TEXT SHOWN:
————

Downtown State College has a new feature on the sidewalk: a vending machine that dispenses tiny works of art.
State College residents, friends and business partners Julie Verdon and Kieran Holland purchased a vintage cigarette machine from eBay in April and fixed it up over the summer. Instead of cigarettes, the “Art-to-Go” machine now dispenses miniature art pieces for $15.
“All of these pieces are really cool because they’re all handmade, one-of-a-kind pieces, and I just don’t know how you beat that,” Holland said.
The Art-to-Go machine is inspired by a similar vending machine Verdon saw years ago at the Whitney Museum in New York City. When the coronavirus pandemic hit, Verdon and Holland decided to create their own art vending machine to help promote local, “struggling” artists.
The duo partnered with 3 Dots Downtown as a site for the machine.
Spud Marshall is the founder of 3 Dots, an arts and innovation center in downtown State College.

————

BRIEF 1:
In the article on the art vending machine, rewrite the paragraph that begins "The Art-to-Go machine is inspired" as a short bulleted list that keeps its main facts.
BRIEF 2:
Decide whether each statement agrees with the article on the art vending machine. Answer yes or no for each and quote the words of the article that settle it.
(a) The machine was bought on eBay in April.
(b) Each art piece from the machine costs $20.
(c) Verdon saw a similar machine at the Whitney Museum in New York City.
BRIEF 3:
Carry the article on the art vending machine forward with a few more sentences, starting right after its last sentence.

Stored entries
————

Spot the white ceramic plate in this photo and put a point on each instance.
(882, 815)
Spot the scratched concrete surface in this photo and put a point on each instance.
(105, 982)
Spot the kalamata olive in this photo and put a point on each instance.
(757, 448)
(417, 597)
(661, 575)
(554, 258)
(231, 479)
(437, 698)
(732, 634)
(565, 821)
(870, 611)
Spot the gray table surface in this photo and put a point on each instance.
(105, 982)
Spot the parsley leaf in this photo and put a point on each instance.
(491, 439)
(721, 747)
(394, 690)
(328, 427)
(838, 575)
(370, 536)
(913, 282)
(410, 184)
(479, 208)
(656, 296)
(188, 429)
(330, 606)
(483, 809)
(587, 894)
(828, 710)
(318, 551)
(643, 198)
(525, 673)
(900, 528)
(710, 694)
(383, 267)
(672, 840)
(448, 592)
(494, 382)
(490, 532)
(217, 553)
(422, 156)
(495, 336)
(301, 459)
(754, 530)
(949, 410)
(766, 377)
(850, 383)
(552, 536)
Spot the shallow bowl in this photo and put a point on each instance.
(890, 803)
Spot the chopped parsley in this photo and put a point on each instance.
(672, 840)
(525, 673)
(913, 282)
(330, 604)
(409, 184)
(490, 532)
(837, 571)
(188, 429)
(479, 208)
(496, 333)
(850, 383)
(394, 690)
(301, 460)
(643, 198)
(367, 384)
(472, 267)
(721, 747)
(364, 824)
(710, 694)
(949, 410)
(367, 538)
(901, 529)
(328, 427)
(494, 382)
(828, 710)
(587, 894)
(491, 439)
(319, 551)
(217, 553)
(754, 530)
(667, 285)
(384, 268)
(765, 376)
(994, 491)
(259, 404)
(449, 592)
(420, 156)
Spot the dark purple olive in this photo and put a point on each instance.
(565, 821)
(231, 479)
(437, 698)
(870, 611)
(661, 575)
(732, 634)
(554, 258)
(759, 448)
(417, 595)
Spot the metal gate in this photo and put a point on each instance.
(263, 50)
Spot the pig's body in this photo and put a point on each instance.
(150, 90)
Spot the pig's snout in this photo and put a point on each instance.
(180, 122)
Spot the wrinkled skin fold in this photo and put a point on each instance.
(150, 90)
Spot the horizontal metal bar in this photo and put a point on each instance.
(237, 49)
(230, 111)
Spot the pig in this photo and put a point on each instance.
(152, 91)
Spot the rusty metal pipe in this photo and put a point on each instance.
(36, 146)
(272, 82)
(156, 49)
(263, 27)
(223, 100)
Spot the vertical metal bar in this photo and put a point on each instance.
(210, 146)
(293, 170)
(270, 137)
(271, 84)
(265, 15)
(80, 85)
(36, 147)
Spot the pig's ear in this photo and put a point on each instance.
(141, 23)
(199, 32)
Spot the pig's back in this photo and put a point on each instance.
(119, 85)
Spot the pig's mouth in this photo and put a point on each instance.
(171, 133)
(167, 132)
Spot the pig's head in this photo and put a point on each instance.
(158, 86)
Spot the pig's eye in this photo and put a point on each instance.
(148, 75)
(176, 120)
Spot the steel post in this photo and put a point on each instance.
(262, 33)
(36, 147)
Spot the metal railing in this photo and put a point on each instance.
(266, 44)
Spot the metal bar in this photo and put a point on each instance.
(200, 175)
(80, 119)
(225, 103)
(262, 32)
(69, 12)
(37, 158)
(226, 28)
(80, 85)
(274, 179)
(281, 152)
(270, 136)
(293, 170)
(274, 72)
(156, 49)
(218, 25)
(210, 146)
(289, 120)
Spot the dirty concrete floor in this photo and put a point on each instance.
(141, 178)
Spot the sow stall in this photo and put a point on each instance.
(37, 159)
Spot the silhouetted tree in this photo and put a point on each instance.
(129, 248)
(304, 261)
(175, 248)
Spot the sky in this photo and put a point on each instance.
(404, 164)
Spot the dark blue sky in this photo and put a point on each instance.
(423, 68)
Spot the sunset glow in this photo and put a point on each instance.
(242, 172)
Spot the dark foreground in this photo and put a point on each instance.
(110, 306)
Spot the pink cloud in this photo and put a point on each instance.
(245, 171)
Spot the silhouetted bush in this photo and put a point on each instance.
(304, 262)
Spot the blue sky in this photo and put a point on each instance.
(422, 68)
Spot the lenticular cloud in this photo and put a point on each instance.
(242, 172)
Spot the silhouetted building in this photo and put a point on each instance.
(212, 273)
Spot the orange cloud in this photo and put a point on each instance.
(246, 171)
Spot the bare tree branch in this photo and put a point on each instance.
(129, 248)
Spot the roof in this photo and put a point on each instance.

————

RESPONSE 1:
- A similar vending machine Verdon saw years ago at the Whitney Museum in New York City inspired the Art-to-Go machine.
- When the coronavirus pandemic hit, Verdon and Holland decided to make their own art vending machine.
- Their goal was to help promote local, "struggling" artists.

RESPONSE 2:
(a) Yes: "purchased a vintage cigarette machine from eBay in April"
(b) No: "dispenses miniature art pieces for $15"
(c) Yes: "a similar vending machine Verdon saw years ago at the Whitney Museum in New York City"

RESPONSE 3:
Marshall said he and his colleagues at 3 Dots struggled with “supporting artists in a non-virtual way” during the coronavirus pandemic. When they were presented with the Art-to-Go machine, he said “it was a no-brainer.”
“When people think of downtown, they think of fairly traditional staples,” Marshall said. “I love that this machine is adding a little bit of a curveball. We’re known for more than just that. We’re known for all of these other creative endeavors that are happening.”
According to Holland and Verdon, every piece is designed to fit inside a container the size of a cigarette box. Buyers won’t know exactly what is inside the box they purchase — it may contain a miniature painting, sculpture or even a piece of jewelry.
“It’s kind of like getting a little surprise. That’s part of the fun,” Verdon said.
The machine takes credit cards as well as contactless payment like Apple Pay and Google Pay. The boxes contain artists’ social media and contact information, so it also serves as a marketing tool for artist promotion, according to Holland and Verdon. The pair contacted 10 “pilot artists” to feature their work.
Amy Frank is the founder and the director of The Makery in downtown State College, an art studio that also features the work of Pennsylvania artists. Frank’s work — as well as other artists’ work from The Makery — will be available in the Art-to-Go machine.
Frank said the Art-to-Go machine provides a “funky” way for local artists to “get their work into the community.”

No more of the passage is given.